Some women have found the chat boards at Diabetic Mommy helpful for finding support.

The real problems with GD only start after you give birth to your baby and bid goodbye to your obstetrician. Why? Because the average family doctor still appears to believe that GD is nothing more than one of the many complications of pregnancy and that if your blood sugar returned to "normal" after delivery, you need do nothing else.

The problem here is that the family doctor is all too likely to define "normal" as meaning "having an A1c under 7%" or, if he's a bit better educated 6.5%. Perhaps he won't even run an A1c test but will merely send you for a fasting glucose test. If the result comes back under 125 mg/dl, he may tell you you "aren't diabetic" and that will be that.

Unfortunately, if you have experienced a diabetic pregnancy, "that" is far from that. Because no matter how "normal" your doctor may tell you you are, you would not have developed GD unless your ability to secrete insulin was so borderline, before you started your pregnancy, that the stress of adding your baby's metabolic demands to that of your own organs exhausted it.

Relieving this stress by giving birth to your baby may return you to your previous state--but even if it does, the fact that you had GD should make you realize that your blood sugar control is only marginal, and this means that any other stressor might well push you back into full fledged diabetes.

What are those stressors? There are many.

1. Environmental pollutants that increase insulin resistance or damage the beta cells. These can include exposure to pesticides and industrial chemicals. Atrazine--a commonly used herbicide has been linked to increased insulin resistance. Arsenic, which is given off by power plants, has also been linked to diabetes. So have PCBs.

2. The use of FDA approved medications known to raise blood sugar or increase insulin resistance. These include cortisone treatment--either injections or prednisone pills, most SSRI antidepressants and the atypical antipsychotic drugs.

→ PROBLEM
Pick up the piece on gestational diabetes after its last sentence and keep writing it.

→ DATA BLOCK
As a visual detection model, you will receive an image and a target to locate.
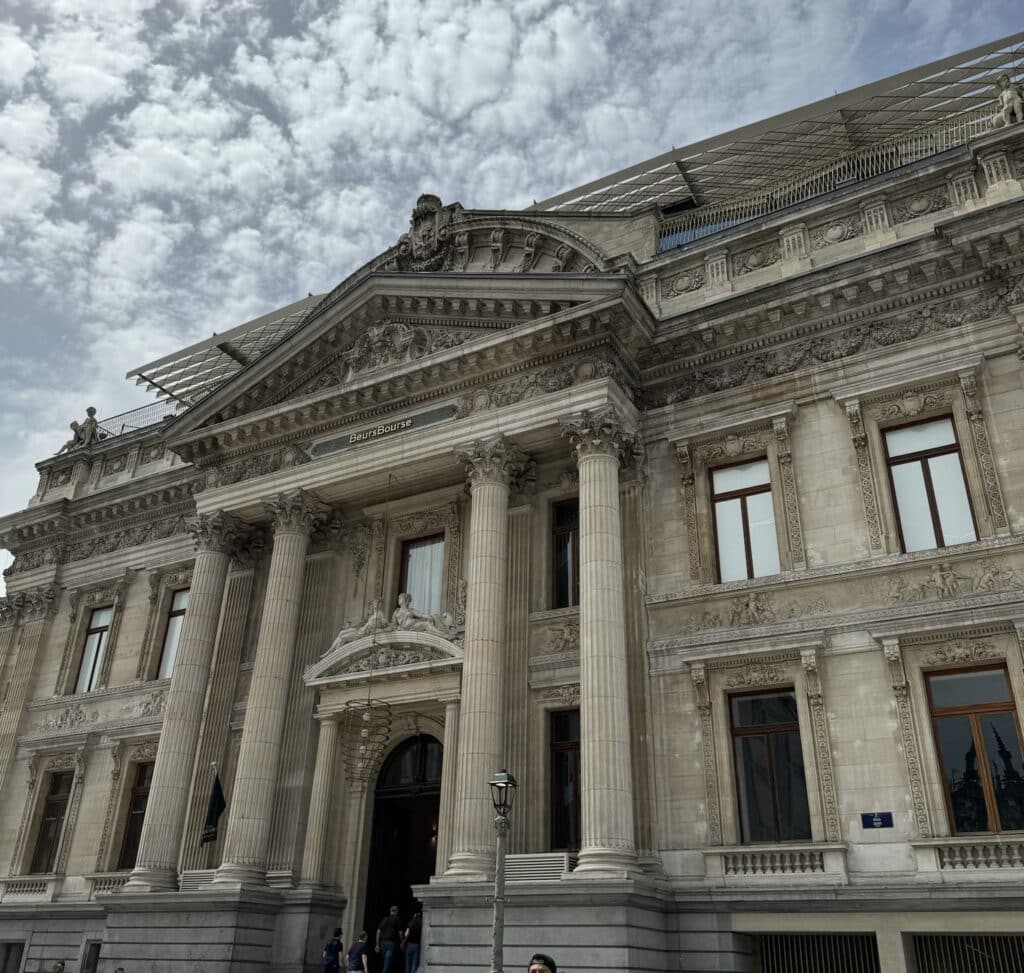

→ RESULT OF THIS EXERCISE
If you wonder if a drug you are taking can stress your blood sugar control, download the official FDA "Prescribing Information" by googling the name of the drug and the words "Prescribing Information" and look in the "Side Effects" section of the Prescribing information for the word "hyperglycemia." Drugs known to cause weight gain also may cause the same kind of stress to your marginal insulin production capacity.

You can find links to the studies that discuss environmental and pharmaceutical causes of insulin resistance and diabetes HERE

3. Gaining more weight. Though weight gain is often the result, rather than the cause of insulin resistance, if your weight gain results from overconsumption of fructose and eating a high carbohydrate diet, even a low fat one, some of your new weight is likely to be intracellular liver fat, which has only recently been recognized as a significant cause of increased insulin resistance. Carbohydrates not dietary fat turn out to be what raises the triglycerides that get deposited in the liver.

4. Autoimmune attack on the beta cells of the pancreas. A small but significant proportion of those who develop GD suffer from LADA a slow developing form of autoimmune diabetes. These people may experience a slight improvement in their blood sugars after they give birth, but over time their ability to secrete insulin will decline because there is currently no way to halt this kind of autoimmune attack.

What Can You Do?

The best approach to take if you have experienced a diabetic pregnancy is this. Once every month or two, test your blood sugar at home after meals. If you can't afford the expensive prescription strips, use the cheaper strips and meter sold at Wal-Mart under the "Relion" brand.

If you see values over 140 mg/dl one hour after eating, test more frequently. Blood sugars routinely going over 140 mg/dl are capable of damaging your beta cells leading to full fledged diabetes. Even with out diabetes blood sugars in the "pre-diabetic" range have been shown to be capable of giving you the early diabetic complications.

If you see blood sugars over 140 mg/dl an hour or more after you eat, cut back on carbohydrates using the advice you will find here:

How To Get Your Blood Sugar Under Control

Cutting back on carbohydrates is usually all most people need to regain normal blood sugars, even those who have been given diagnoses of Type 2 diabetes.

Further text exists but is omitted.